▶ **PROBLEM**
Gather each line of the data below that contains the word "after" and copy those lines in full.

▶ **Stored data**

● ● ● ●

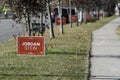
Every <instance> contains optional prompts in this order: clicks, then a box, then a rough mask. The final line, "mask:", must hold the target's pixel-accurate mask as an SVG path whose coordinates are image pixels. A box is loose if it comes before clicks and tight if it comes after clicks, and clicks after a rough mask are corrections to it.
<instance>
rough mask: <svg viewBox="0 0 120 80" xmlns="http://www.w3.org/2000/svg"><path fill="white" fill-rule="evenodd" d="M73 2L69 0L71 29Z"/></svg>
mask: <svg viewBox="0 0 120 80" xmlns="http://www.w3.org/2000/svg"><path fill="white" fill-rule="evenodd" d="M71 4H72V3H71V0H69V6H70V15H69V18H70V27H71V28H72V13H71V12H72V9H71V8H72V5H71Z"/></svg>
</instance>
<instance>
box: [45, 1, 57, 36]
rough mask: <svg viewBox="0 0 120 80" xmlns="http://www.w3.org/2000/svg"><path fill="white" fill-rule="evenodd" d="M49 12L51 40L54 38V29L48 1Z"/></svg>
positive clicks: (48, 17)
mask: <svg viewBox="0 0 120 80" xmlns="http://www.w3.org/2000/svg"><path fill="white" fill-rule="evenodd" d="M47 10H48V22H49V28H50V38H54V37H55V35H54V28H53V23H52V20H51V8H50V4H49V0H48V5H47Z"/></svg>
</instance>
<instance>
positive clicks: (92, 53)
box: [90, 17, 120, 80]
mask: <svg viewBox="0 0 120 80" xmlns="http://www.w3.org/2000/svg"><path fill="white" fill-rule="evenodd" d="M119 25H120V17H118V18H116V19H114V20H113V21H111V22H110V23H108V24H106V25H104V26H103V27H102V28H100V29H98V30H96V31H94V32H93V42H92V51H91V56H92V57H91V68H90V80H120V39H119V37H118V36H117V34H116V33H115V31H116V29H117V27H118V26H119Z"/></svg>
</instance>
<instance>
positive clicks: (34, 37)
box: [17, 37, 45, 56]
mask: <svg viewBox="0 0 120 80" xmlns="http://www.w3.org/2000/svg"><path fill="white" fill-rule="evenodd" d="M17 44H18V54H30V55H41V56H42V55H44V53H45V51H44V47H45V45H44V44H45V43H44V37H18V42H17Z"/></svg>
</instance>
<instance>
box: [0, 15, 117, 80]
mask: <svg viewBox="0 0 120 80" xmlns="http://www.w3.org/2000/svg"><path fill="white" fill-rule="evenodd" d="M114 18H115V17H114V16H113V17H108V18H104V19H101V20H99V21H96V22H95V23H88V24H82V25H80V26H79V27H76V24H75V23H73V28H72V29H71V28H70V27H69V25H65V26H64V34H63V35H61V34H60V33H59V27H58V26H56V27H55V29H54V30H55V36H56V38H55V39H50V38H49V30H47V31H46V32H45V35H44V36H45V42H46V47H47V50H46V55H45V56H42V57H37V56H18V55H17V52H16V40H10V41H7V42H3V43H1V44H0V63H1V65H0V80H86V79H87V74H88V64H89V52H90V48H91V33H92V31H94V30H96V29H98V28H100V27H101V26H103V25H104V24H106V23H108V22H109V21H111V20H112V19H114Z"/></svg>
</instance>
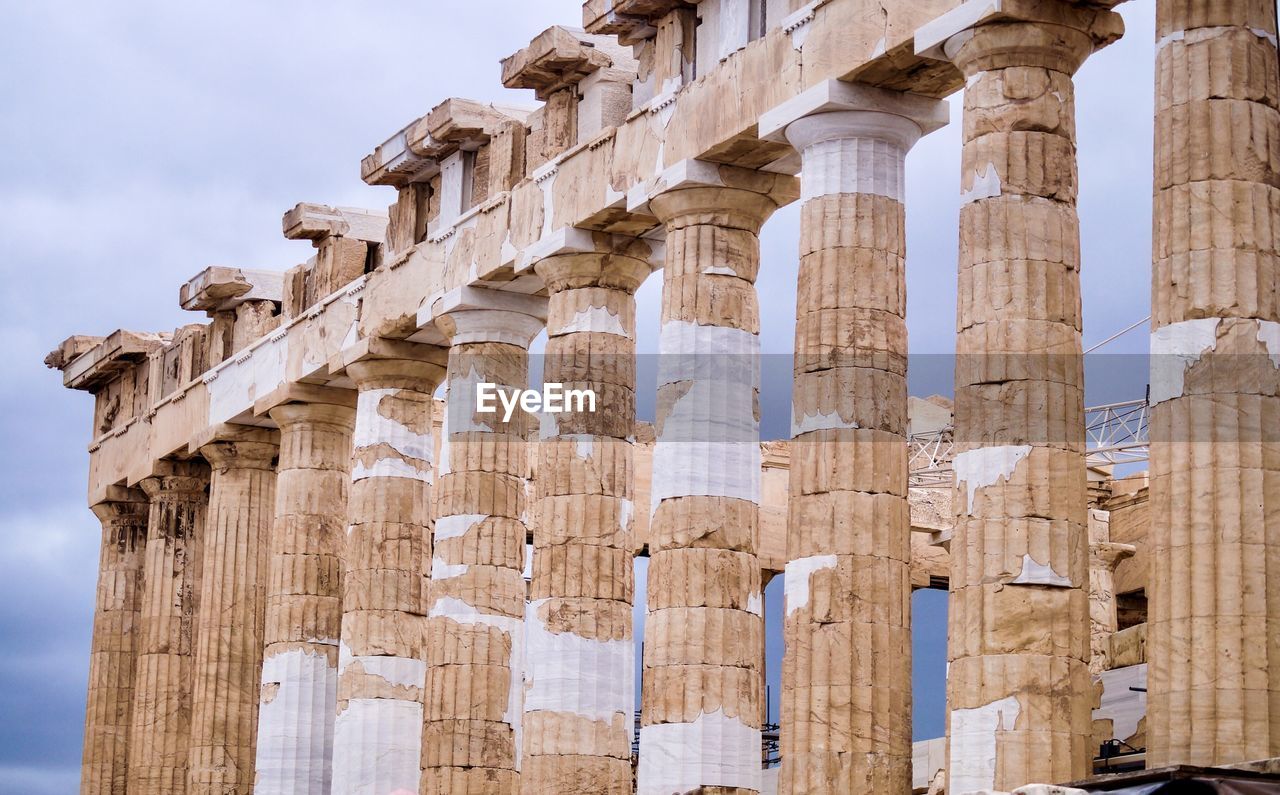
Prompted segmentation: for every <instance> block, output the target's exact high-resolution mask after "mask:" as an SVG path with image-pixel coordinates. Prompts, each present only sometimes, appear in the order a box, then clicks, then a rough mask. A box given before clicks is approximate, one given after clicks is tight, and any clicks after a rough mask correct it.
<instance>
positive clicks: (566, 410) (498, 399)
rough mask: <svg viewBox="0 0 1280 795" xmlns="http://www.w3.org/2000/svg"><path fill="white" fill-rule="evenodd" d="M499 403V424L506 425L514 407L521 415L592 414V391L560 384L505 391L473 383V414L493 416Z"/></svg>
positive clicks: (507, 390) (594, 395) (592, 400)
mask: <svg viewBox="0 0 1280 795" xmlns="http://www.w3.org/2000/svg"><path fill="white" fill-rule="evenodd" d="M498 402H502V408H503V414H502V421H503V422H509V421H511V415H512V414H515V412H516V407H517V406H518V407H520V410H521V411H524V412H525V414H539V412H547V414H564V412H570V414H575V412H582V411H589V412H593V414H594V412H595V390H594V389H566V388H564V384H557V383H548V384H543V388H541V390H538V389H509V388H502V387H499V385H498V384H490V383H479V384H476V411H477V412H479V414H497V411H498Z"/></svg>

● ● ● ●

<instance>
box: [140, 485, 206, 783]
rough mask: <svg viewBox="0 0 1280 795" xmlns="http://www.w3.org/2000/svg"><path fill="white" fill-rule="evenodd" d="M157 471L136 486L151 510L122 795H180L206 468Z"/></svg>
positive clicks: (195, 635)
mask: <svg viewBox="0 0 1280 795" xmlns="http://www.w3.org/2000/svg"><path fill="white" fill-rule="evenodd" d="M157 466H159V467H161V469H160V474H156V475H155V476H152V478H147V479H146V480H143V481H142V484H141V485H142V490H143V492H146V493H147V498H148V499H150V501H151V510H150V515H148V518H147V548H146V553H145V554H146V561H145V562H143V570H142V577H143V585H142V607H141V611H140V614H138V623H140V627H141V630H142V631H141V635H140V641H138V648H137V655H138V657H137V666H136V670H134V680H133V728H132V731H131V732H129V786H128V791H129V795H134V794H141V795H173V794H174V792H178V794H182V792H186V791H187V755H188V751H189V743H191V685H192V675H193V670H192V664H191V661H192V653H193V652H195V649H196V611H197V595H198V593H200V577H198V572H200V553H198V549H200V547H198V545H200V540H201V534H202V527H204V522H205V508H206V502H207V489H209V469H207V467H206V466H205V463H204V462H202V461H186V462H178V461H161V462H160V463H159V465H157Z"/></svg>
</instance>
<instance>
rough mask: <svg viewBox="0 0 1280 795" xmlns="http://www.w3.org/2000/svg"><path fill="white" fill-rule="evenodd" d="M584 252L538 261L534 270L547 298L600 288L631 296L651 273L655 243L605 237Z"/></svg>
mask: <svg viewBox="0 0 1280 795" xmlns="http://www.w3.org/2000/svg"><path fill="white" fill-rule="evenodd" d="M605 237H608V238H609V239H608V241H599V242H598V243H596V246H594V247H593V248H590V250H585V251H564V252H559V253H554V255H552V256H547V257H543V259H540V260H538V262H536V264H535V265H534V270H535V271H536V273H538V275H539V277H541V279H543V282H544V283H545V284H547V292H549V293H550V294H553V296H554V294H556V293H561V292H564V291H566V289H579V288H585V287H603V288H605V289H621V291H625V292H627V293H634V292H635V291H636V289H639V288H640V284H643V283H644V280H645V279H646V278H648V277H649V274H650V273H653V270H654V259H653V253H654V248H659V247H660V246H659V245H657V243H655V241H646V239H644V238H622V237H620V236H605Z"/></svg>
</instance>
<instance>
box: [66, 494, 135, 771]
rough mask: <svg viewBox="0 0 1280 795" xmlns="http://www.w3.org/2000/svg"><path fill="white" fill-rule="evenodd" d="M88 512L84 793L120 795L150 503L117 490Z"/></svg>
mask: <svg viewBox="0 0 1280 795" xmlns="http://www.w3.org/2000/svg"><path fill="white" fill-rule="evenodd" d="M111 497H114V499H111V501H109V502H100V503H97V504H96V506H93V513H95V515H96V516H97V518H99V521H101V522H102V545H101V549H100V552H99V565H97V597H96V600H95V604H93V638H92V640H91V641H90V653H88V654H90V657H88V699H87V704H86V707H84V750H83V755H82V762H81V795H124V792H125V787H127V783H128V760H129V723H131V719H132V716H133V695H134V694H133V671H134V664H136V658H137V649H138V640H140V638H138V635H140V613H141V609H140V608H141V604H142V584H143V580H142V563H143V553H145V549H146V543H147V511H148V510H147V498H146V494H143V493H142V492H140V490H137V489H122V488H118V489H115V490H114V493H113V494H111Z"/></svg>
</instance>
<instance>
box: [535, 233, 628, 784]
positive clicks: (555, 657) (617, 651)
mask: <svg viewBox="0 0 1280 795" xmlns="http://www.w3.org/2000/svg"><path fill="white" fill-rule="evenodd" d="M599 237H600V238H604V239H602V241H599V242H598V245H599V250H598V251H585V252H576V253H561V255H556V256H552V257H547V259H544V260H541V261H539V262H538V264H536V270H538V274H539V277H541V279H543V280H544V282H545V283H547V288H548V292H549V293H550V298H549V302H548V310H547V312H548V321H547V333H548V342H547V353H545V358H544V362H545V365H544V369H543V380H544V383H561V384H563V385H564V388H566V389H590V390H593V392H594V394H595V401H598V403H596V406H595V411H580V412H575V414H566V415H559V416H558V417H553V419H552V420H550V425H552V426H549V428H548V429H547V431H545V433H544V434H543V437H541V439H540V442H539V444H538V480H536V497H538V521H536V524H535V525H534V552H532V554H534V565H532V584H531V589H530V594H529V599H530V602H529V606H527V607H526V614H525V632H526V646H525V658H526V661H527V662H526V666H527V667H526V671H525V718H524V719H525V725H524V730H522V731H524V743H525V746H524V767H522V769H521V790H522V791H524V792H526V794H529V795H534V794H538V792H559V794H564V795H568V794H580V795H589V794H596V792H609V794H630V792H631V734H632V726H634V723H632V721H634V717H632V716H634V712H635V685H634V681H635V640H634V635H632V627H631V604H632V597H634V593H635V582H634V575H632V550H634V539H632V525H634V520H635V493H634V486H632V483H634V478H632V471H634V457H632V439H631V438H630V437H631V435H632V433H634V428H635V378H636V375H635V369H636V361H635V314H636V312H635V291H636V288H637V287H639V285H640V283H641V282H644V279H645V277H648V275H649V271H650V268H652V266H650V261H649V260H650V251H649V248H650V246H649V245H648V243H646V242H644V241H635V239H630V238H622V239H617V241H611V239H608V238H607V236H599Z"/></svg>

● ● ● ●

▶ **TASK OUTPUT**
Every <instance> contains optional prompts in this order: clicks, then a box, then a rough mask. The final line, "mask:", must hold the target's pixel-accurate mask as an SVG path whose coordinates are image pixels. A box is loose if it comes before clicks and tight if it comes after clicks, and clicks after a rough mask are corrections to it.
Prompted segmentation: for every <instance> block, output the target's exact high-resolution mask after "mask:" as an SVG path with image-pixel coordinates. Prompts, each present only sometimes, appear in the order a box, then clicks, then a rough mask. A box given before clicks is approximate, one given after clicks is tight, and any clicks after a rough mask correct it.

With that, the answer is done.